■ RECORDS FOR THE TASK ■
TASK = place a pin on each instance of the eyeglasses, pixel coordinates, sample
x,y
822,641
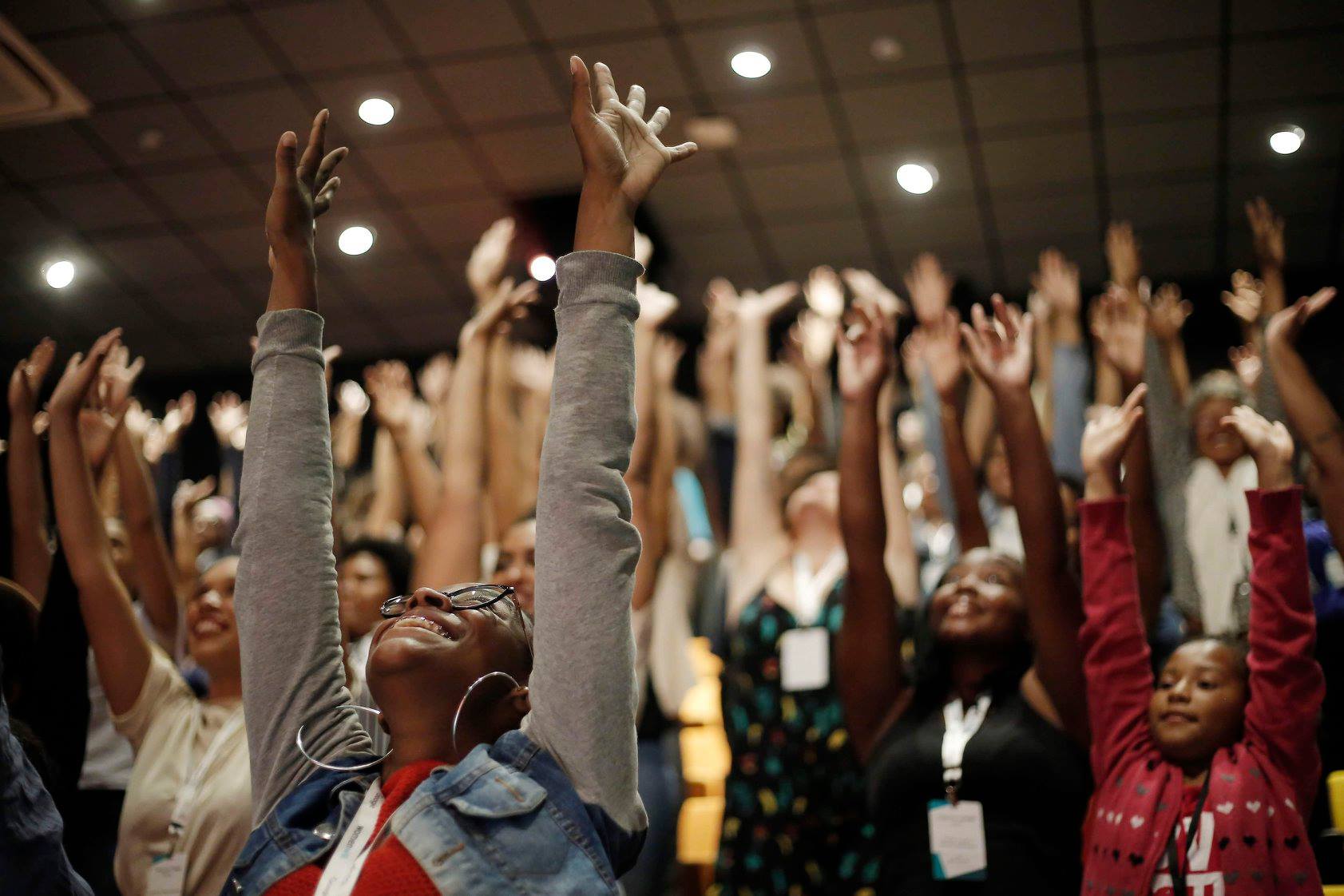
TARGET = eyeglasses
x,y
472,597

---

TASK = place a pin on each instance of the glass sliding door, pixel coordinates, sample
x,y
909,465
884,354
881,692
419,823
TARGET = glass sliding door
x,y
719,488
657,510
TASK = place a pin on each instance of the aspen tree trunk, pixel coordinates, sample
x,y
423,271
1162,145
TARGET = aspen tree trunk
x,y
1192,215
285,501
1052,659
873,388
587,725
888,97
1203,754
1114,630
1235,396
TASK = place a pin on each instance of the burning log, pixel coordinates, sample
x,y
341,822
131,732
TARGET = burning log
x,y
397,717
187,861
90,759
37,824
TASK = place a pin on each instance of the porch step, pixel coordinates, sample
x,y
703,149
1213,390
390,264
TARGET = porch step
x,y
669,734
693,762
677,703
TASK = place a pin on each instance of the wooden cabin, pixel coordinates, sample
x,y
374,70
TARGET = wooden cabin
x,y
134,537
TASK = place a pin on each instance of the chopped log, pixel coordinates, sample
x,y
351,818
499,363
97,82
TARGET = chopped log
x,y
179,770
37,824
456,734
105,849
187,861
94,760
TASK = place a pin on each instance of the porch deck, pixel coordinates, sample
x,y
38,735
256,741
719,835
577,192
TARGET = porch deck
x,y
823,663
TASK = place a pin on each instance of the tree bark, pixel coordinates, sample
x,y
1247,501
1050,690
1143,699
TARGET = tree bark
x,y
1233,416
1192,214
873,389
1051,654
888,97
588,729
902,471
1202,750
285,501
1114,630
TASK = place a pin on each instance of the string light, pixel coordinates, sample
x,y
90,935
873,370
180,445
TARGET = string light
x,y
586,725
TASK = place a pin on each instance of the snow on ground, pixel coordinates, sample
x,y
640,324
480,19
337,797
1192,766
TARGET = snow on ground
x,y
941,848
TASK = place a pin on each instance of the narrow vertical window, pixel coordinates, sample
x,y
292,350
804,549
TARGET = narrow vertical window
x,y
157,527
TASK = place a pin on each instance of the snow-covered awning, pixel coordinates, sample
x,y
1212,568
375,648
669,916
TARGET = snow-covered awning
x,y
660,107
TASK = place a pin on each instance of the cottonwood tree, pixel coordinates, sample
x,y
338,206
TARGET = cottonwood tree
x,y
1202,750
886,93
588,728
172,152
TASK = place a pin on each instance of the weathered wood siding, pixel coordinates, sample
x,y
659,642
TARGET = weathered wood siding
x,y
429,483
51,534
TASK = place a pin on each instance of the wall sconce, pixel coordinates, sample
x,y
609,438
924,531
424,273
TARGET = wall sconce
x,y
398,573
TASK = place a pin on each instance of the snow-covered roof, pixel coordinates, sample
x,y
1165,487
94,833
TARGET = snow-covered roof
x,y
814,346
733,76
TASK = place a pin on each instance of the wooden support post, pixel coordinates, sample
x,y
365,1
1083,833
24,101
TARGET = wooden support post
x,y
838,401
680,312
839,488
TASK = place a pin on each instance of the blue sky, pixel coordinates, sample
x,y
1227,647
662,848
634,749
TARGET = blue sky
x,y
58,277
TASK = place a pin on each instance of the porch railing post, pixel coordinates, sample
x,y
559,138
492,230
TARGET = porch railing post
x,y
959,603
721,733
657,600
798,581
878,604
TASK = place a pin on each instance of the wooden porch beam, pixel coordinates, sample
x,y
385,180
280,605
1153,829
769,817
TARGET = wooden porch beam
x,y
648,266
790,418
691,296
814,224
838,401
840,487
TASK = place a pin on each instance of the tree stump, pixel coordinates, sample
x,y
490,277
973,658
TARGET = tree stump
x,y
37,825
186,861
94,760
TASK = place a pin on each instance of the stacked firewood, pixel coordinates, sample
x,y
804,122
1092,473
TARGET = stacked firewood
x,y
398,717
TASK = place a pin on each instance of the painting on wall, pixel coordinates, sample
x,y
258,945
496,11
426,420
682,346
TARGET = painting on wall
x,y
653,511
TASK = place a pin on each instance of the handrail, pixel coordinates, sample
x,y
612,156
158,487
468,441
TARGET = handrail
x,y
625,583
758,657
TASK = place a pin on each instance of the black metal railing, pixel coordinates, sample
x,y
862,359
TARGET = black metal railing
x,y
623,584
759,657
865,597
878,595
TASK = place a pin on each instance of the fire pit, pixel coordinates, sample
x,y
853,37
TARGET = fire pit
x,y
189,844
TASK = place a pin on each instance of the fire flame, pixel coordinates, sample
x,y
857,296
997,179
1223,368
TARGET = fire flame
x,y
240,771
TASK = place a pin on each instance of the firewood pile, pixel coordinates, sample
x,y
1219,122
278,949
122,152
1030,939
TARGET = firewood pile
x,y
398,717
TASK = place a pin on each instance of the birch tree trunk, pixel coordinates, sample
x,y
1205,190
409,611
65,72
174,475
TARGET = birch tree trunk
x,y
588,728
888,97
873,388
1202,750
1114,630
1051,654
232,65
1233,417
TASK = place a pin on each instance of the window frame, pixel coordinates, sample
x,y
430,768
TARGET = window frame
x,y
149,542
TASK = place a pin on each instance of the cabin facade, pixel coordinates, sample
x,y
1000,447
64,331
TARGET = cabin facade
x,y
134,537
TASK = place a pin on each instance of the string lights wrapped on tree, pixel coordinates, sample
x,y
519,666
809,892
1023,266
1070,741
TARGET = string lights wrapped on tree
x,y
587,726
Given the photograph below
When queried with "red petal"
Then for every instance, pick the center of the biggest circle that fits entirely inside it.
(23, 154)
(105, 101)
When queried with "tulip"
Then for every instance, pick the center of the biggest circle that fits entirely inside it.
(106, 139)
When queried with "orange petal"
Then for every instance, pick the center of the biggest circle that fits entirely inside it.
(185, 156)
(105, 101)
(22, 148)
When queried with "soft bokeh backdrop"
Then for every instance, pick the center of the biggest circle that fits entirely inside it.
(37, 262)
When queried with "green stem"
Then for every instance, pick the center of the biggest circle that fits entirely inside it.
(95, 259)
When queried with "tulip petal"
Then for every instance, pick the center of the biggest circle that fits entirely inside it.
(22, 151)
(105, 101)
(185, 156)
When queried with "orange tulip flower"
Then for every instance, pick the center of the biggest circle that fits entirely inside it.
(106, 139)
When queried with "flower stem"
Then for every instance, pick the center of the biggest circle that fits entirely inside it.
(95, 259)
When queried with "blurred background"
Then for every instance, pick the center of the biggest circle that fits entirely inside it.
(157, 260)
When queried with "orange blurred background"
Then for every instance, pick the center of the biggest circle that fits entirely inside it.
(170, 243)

■ WHAT IS BEING ASKED ■
Count the lines in the items above that contain the string "chopped", with case counting, and reply with only that number.

■ WRITTEN RESPONSE ■
2